Input rows:
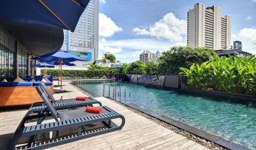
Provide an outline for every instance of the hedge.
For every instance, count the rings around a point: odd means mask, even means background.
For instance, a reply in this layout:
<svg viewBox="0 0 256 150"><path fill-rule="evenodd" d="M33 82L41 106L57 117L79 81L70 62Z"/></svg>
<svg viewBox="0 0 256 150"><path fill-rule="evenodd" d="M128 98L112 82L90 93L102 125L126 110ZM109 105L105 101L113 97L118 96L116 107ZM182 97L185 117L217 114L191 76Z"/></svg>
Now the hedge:
<svg viewBox="0 0 256 150"><path fill-rule="evenodd" d="M53 69L47 69L47 73L44 70L41 70L42 73L52 75L54 78L58 77L59 70ZM115 70L62 70L63 79L96 79L102 78L103 77L111 77L116 73Z"/></svg>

Work to do: Change every "hedge" in the records above to "fence" and keep all other text the same. Leave the pictures out of your answer.

Written answer:
Provide an outline for every instance of the fence.
For every instance, count the rings around a point: odd means mask, even means background.
For instance, a reply in this layout:
<svg viewBox="0 0 256 150"><path fill-rule="evenodd" d="M33 82L41 106L57 117L79 81L70 62Z"/></svg>
<svg viewBox="0 0 256 150"><path fill-rule="evenodd" d="M128 98L112 82L90 93L102 125L126 110ZM109 105L105 101L113 97L118 96L116 107ZM182 97L185 117L217 114L191 76Z"/></svg>
Now the fence:
<svg viewBox="0 0 256 150"><path fill-rule="evenodd" d="M53 69L47 69L47 73L44 70L41 70L42 73L52 75L54 78L58 77L59 70ZM115 70L62 70L63 79L96 79L102 78L103 77L111 77L116 73Z"/></svg>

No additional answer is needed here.